## EXERCISE TASK
Copy out every line of the data below word for word, without changing anything.
======== RECORDS FOR THE EXERCISE ========
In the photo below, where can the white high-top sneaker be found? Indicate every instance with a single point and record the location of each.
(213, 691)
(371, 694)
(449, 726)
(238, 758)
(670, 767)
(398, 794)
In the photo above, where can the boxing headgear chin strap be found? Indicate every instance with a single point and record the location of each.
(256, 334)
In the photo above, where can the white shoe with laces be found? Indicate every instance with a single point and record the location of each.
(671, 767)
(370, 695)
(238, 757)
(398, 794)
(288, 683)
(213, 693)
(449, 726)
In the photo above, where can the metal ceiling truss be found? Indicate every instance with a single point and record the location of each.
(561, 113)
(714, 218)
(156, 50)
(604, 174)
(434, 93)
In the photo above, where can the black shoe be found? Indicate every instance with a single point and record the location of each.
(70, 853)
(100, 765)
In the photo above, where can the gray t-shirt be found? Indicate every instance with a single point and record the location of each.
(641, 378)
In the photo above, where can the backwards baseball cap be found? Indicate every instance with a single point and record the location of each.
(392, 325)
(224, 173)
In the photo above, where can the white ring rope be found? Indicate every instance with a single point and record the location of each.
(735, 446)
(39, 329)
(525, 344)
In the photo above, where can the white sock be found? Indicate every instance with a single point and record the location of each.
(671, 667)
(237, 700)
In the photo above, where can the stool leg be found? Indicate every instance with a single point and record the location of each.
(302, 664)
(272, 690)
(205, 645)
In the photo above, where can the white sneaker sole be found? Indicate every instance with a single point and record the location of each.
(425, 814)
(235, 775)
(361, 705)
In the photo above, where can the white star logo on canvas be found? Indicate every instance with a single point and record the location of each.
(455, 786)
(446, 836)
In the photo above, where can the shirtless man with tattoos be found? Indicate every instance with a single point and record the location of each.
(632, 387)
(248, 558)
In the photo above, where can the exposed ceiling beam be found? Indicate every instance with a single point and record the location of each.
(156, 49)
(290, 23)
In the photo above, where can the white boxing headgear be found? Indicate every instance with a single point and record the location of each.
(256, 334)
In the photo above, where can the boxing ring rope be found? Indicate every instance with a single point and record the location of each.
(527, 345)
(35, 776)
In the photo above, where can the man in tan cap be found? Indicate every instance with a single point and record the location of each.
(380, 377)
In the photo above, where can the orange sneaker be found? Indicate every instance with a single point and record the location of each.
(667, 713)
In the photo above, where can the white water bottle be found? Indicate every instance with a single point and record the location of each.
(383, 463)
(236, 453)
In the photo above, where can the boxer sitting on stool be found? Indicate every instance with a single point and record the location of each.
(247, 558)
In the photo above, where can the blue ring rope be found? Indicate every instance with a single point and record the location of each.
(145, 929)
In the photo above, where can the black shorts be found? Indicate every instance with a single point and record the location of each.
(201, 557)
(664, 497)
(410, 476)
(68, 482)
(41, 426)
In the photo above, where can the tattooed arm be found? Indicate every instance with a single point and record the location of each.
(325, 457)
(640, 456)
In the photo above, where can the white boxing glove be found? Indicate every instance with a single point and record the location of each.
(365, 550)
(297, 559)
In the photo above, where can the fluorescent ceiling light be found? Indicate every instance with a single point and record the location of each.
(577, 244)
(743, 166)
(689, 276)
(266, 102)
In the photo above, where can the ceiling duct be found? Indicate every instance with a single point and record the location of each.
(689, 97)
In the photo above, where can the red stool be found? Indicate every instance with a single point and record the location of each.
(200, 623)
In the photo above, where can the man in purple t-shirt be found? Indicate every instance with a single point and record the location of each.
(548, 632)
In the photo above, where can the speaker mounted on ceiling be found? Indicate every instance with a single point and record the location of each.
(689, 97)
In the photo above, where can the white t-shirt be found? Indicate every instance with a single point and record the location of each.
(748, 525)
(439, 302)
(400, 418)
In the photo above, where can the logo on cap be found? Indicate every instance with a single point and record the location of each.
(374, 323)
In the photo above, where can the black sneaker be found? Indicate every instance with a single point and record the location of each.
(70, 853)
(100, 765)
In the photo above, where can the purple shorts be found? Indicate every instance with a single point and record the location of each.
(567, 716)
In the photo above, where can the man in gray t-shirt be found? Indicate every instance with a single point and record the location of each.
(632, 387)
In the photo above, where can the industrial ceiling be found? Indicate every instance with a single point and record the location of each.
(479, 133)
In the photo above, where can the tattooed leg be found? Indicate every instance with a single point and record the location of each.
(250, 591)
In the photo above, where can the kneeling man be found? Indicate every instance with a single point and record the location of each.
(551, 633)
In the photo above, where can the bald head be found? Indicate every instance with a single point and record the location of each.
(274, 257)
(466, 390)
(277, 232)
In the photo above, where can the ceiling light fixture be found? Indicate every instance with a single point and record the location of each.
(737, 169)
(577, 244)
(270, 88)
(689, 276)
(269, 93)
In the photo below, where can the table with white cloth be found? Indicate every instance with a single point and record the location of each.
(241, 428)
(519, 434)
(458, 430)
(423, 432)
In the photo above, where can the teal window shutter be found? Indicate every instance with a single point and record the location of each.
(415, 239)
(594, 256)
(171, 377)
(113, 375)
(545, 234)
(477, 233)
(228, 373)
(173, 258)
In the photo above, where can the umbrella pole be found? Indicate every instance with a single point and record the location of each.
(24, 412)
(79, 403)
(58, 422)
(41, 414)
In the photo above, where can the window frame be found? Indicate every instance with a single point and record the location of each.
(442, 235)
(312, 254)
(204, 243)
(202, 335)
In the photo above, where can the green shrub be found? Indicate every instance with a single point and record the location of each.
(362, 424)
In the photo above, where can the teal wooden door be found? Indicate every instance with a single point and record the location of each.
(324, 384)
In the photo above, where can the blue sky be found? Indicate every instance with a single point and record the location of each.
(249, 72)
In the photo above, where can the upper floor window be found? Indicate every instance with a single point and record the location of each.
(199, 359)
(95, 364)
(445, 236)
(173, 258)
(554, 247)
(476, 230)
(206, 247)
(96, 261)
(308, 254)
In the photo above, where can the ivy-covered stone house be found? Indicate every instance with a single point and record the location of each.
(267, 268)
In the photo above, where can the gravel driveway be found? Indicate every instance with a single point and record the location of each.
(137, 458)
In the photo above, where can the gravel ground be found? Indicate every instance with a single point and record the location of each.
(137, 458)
========
## CORRECT RESULT
In the photo below, where can the white high-top sneaker be found? Indicate every instance with a single point and record the location of each.
(213, 691)
(371, 694)
(449, 726)
(238, 758)
(670, 767)
(398, 794)
In the photo above, where can the boxing headgear chin strap be found? Indicate every instance with a single point and record the location of each.
(256, 334)
In the photo above, where can the white shoe with laces be found? Indicate every instance with a single point and record the location of each.
(671, 767)
(370, 695)
(238, 757)
(398, 794)
(288, 683)
(213, 693)
(449, 726)
In the photo above, where can the metal ceiling truss be found? Indicate every instance with a single point and record the location of each.
(561, 113)
(714, 218)
(156, 50)
(604, 174)
(434, 93)
In the photo above, where can the black shoe be found? Indicate every instance with a single point and record the location of each.
(70, 853)
(100, 765)
In the photo above, where can the gray t-shirt be found? Indicate every instance with a single point and record the location of each.
(641, 378)
In the photo above, where can the backwards baseball cap be found? Indicate every instance with a single point and record the location of each.
(392, 325)
(224, 173)
In the photo above, where can the white ring rope be found? Indicate every instance with a single point and record the location of each.
(735, 446)
(39, 329)
(525, 344)
In the photo above, where can the white sock be found? Indicate every instance with a single point and record the location of each.
(671, 667)
(237, 700)
In the photo above, where can the stool leg be found? Indicate every instance with a single point and record the location of each.
(302, 664)
(272, 690)
(205, 645)
In the photo above, where can the white sneaker sole be found? Indicate every instance with a single point and record the location of each.
(425, 814)
(235, 775)
(361, 705)
In the photo above, where can the white star logo on canvas be found? Indicate every instance with a single point and record the location of each.
(455, 786)
(446, 836)
In the photo above, where can the shirtless man with tattoos be found? Indicate every instance with a single point and record the location of each.
(632, 387)
(248, 558)
In the photo above, where can the exposed ceiling beam be found? Indicate every instance with a single point and record the location of each.
(156, 49)
(290, 23)
In the photo above, where can the white boxing headgear be found? Indicate every instance with a single point and record the location of each.
(256, 334)
In the photo above, where can the boxing ring rope be found? Indicate every instance with a single point and record the location of each.
(527, 345)
(35, 776)
In the photo above, where can the man in tan cap be found? Indicate every instance with a single point and record the location of each.
(380, 377)
In the photo above, where can the orange sneaker be found? Indicate every instance with a single point and record the location of each.
(667, 713)
In the photo above, where can the white water bottle be found? Indicate every instance with a single point and record the location of each.
(383, 463)
(236, 453)
In the photo above, where can the boxer sitting on stool be found? Indicate every instance with a single point and record the location of each.
(247, 558)
In the photo above, where can the blue ring rope be found? Indicate every instance with a single point and record the location of each.
(145, 929)
In the photo above, where can the black shorts be found? Indicate every instance with a single point and record the location of each.
(201, 557)
(664, 497)
(410, 476)
(68, 482)
(41, 426)
In the photo above, where can the tattooed arm be found? Indicate every instance with a single point and record the location of each.
(325, 457)
(640, 456)
In the photo above, where can the white boxing glove be found? Indicate every instance with a single point and record the location of each.
(365, 550)
(297, 559)
In the photo above, where can the fluorescent ceiling light be found? Indicate every instance with a single point and record the location of each.
(577, 244)
(743, 166)
(689, 276)
(266, 102)
In the photo above, where can the ceiling duct be found? Indicate every instance with a single point and record the location of each.
(689, 97)
In the photo above, where can the red stool be found? Indicate every instance with a single point and record the location of each.
(200, 623)
In the photo above, where can the man in purple t-shirt be found? Indicate every instance with a single point and record the location of each.
(548, 632)
In the photo above, where can the speaker mounted on ceiling be found? Indicate every instance with a single point and record the location of each.
(689, 97)
In the photo above, where can the white t-shirt be found? Indicate every instance with a single point and record the location of each.
(748, 525)
(439, 302)
(400, 418)
In the photo above, where can the logo on cap be found? Indicate every instance with a single point and record the location of each.
(374, 323)
In the photo above, where can the black sneaker be found? Indicate every instance with a single point and record the location of each.
(70, 853)
(100, 765)
In the photo above, where can the purple shorts be found? Indicate every instance with a single point and record the location of each.
(567, 716)
In the photo above, where can the man in gray t-shirt be found? Indicate every instance with a single point and record the location of each.
(632, 387)
In the photo above, where can the industrial ceiling be found? Indicate every instance with a single point and record the location of each.
(479, 133)
In the photo above, where can the tattooed leg be found? Indicate every instance with a single point and record the location of each.
(250, 591)
In the photo above, where can the kneeling man be found? Indicate every instance with a single point and record the location of each.
(551, 633)
In the photo above, where can the bald head be found? Indicate every instance with a single point and record the location of each.
(274, 257)
(466, 390)
(277, 232)
In the photo above, where can the ceiling light fixture be found? Indicate every instance with a single point and record the location of each.
(737, 169)
(577, 244)
(270, 88)
(689, 276)
(269, 93)
In the photo below, where can the table with white cloth be found? Indicate every instance with a single point and record the location of each.
(241, 428)
(519, 434)
(458, 430)
(423, 432)
In the photo above, where can the teal window shutter be found? Indicate every instance with a single point and record the location of each.
(415, 239)
(594, 256)
(171, 377)
(113, 375)
(545, 234)
(477, 233)
(228, 373)
(173, 258)
In the photo above, where can the umbrella pole be found? Indicate every instance with a single point and record the location of each.
(24, 412)
(79, 403)
(58, 422)
(41, 414)
In the photo above, where can the window frame be found? Indicate every instance with a single point and record the location of each.
(442, 235)
(312, 254)
(204, 243)
(202, 335)
In the photo above, where can the green shrub be found? Indicate every instance with a single point and record the location of each.
(362, 424)
In the photo above, where can the teal wooden door be found? Indicate every instance with a single point and record the location of each.
(324, 384)
In the photo above, where can the blue sky be found? Indicate every instance with a single point and record the location of each.
(249, 72)
In the photo above, where can the upper floor window be found? Indicate every instance with a single point and record the location of each.
(199, 359)
(95, 364)
(445, 236)
(173, 258)
(554, 247)
(476, 230)
(206, 247)
(96, 261)
(308, 254)
In the photo above, where can the ivy-covered stone house be found? Indicate every instance with a single point and record the location of each.
(267, 268)
In the photo above, where can the gravel driveway be found? Indicate every instance with a single point and record the location of each.
(137, 458)
In the photo above, where can the gravel ground be found? Indicate every instance with a single point and record the location of each.
(137, 458)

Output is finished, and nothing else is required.